*** PROVIDED INFORMATION Section Begins ***
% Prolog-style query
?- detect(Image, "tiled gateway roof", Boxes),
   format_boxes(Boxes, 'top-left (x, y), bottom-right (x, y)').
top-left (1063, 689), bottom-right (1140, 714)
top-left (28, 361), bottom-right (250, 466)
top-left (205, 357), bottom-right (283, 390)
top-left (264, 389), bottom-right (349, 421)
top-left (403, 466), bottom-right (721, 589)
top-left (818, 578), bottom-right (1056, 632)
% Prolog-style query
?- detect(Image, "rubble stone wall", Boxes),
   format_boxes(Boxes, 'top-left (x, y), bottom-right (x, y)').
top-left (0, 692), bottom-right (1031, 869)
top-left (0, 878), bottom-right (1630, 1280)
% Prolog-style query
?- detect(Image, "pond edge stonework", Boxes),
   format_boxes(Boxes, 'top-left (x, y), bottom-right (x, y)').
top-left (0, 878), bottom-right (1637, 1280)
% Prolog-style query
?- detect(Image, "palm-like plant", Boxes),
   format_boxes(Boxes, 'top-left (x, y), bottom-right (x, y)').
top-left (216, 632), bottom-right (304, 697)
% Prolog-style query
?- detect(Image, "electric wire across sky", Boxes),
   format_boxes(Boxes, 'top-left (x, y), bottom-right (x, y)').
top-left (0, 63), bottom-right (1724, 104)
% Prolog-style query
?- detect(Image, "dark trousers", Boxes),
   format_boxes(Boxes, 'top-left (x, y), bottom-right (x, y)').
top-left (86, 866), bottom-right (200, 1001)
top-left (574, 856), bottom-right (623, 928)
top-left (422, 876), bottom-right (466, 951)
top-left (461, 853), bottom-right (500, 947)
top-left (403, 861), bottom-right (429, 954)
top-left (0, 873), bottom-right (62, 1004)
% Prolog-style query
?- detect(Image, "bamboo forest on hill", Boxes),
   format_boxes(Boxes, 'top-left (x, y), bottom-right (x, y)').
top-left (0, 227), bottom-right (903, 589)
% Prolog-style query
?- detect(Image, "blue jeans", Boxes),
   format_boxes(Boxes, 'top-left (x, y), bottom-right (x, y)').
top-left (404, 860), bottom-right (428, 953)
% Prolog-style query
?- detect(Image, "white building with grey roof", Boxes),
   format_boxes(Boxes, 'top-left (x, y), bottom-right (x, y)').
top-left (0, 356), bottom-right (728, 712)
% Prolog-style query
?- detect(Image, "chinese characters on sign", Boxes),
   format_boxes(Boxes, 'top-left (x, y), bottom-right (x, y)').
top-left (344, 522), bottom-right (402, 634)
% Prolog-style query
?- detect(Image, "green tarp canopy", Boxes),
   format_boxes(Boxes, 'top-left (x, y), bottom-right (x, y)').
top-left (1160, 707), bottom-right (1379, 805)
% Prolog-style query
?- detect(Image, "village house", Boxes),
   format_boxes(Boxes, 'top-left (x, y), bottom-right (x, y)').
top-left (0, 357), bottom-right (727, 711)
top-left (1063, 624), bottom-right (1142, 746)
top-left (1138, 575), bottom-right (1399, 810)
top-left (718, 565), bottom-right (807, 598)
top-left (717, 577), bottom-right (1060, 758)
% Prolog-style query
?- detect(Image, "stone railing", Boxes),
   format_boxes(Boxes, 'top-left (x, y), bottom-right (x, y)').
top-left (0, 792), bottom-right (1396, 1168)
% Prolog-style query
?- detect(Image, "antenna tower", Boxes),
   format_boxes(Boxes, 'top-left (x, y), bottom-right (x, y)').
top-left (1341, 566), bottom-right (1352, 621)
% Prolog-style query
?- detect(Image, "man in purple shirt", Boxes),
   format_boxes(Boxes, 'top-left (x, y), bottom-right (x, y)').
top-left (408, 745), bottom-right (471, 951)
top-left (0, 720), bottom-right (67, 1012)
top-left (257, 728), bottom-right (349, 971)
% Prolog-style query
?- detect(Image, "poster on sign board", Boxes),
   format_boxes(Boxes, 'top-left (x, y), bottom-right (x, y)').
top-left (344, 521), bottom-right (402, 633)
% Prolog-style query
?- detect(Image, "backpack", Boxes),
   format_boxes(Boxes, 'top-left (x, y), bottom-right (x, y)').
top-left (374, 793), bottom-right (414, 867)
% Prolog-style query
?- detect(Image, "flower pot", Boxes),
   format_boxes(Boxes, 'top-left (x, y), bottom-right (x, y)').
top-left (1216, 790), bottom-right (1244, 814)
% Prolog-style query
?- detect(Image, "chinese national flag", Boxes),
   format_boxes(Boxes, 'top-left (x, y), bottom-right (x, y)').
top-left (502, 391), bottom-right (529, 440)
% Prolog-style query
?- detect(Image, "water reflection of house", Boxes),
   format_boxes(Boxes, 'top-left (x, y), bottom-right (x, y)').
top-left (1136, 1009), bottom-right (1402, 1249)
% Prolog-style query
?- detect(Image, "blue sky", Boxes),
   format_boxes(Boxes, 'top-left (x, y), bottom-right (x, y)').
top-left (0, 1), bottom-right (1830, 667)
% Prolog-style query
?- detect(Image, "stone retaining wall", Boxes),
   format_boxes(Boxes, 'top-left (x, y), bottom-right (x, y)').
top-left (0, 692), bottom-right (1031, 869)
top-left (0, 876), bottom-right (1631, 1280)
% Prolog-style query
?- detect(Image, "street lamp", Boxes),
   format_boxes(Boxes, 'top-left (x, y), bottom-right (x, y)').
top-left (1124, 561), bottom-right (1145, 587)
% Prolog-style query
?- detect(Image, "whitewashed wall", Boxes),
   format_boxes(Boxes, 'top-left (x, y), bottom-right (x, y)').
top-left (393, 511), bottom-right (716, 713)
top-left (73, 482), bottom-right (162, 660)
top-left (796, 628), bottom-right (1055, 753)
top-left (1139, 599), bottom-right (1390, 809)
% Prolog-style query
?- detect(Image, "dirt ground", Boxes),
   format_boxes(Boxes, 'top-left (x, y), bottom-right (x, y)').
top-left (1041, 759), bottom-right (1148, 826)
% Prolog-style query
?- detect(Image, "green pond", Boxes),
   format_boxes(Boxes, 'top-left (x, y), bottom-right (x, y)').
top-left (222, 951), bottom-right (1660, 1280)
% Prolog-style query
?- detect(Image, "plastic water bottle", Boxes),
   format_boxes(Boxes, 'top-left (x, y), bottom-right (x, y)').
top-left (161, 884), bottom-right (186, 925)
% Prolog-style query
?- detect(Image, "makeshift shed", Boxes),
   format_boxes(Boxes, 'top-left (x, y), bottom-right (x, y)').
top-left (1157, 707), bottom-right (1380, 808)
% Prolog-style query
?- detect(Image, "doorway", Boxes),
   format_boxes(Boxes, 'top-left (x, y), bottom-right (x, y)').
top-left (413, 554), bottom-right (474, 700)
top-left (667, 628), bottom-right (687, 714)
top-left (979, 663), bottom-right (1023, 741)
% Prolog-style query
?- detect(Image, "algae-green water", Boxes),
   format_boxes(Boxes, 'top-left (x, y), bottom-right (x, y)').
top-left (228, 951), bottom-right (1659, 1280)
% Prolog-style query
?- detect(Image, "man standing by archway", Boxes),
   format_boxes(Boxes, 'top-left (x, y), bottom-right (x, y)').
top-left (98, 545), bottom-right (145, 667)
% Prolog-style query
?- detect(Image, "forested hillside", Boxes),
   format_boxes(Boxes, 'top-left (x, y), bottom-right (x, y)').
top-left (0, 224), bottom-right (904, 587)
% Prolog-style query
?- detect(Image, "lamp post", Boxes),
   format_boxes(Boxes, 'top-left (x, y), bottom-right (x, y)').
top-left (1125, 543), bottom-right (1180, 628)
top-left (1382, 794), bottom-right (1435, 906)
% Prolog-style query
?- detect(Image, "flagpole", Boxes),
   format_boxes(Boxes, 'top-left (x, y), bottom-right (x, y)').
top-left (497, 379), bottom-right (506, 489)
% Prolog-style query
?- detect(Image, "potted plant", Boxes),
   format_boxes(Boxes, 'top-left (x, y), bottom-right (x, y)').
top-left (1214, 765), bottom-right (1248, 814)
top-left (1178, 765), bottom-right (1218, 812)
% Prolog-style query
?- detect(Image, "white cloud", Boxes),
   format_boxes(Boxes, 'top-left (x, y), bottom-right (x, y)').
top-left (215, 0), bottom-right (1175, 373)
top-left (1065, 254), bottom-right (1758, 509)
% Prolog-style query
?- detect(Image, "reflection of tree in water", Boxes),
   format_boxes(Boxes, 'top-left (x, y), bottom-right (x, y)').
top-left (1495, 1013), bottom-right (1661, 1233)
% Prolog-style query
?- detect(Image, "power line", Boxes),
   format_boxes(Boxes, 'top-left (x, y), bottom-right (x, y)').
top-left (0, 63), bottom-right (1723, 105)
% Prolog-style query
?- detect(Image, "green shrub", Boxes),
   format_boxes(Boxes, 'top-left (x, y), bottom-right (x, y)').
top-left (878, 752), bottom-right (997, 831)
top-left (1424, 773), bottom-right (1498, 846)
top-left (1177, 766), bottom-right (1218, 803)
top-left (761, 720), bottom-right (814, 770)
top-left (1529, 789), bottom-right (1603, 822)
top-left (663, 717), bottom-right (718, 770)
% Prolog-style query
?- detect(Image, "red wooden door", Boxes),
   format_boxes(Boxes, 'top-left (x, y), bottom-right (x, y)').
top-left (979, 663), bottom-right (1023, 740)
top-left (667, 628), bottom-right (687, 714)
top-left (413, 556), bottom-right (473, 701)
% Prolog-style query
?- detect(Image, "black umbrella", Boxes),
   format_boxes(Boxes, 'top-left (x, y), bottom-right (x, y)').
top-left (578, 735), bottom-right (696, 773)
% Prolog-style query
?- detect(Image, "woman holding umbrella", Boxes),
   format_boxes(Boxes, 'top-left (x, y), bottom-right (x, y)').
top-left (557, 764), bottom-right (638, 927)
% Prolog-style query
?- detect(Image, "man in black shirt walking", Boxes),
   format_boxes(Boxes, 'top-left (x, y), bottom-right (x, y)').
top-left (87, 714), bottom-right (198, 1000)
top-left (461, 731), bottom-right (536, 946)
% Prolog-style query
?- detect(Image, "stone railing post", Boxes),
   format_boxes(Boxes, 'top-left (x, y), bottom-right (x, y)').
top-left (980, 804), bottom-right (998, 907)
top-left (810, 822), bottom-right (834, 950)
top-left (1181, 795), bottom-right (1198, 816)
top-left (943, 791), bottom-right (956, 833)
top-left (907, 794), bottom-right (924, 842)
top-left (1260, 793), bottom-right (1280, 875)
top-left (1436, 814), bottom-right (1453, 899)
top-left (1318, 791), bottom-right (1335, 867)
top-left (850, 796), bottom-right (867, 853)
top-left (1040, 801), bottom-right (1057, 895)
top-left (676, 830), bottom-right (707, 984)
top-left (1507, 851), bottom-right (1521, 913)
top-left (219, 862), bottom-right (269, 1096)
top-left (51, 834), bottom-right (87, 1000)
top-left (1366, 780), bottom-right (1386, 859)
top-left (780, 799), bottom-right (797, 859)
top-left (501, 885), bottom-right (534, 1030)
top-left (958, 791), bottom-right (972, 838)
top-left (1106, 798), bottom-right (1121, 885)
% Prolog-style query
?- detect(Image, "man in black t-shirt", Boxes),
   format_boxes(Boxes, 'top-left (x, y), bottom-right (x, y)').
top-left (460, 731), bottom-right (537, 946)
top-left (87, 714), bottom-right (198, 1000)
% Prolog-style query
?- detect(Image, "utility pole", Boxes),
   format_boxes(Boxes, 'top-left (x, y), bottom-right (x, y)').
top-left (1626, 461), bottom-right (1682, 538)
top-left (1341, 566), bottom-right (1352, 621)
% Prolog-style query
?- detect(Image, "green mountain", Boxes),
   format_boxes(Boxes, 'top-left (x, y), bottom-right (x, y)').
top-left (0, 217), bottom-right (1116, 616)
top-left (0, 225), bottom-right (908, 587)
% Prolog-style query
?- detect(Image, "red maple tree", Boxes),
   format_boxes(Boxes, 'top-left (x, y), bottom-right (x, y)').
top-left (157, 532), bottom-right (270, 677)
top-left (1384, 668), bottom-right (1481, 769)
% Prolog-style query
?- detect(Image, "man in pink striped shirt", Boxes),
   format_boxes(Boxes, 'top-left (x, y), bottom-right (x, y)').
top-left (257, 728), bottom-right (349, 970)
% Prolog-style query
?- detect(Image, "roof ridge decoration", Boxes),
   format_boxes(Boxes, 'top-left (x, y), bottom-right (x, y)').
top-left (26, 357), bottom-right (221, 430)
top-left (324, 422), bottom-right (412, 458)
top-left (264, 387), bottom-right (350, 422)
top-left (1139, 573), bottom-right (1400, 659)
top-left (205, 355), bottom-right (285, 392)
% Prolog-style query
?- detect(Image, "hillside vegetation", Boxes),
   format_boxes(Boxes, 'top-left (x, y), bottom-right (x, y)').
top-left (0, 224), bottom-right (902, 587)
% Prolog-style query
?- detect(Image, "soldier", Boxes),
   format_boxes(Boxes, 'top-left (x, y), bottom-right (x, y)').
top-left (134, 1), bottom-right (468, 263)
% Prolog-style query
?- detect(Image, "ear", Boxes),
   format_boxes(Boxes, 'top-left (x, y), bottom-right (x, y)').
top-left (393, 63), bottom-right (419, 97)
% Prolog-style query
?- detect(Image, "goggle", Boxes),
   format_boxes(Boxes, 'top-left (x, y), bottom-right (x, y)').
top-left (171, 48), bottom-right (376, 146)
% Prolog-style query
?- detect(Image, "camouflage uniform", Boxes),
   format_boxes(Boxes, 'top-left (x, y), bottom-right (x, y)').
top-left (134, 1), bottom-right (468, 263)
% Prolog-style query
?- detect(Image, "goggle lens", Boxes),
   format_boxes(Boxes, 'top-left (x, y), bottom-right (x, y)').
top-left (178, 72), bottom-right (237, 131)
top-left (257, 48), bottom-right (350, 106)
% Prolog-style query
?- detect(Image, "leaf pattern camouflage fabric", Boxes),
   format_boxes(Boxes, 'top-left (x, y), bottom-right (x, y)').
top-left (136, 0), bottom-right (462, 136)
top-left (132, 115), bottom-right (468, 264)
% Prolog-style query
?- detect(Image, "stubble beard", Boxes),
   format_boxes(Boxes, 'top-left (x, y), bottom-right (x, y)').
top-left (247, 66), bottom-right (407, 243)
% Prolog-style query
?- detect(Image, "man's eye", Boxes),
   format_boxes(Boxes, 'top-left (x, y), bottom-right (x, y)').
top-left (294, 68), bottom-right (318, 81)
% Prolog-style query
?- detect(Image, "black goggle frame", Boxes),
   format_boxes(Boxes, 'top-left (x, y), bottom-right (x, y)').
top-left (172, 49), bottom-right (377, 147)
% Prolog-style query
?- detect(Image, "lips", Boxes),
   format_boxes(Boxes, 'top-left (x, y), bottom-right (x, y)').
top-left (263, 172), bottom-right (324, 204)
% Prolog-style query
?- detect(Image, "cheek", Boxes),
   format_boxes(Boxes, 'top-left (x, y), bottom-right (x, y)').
*** PROVIDED INFORMATION Section Ends ***
ASSIGNMENT :: Which lines of the records above contain the word "umbrella"? Report each one.

RESULT OF THE EXERCISE ::
?- detect(Image, "black umbrella", Boxes),
?- detect(Image, "woman holding umbrella", Boxes),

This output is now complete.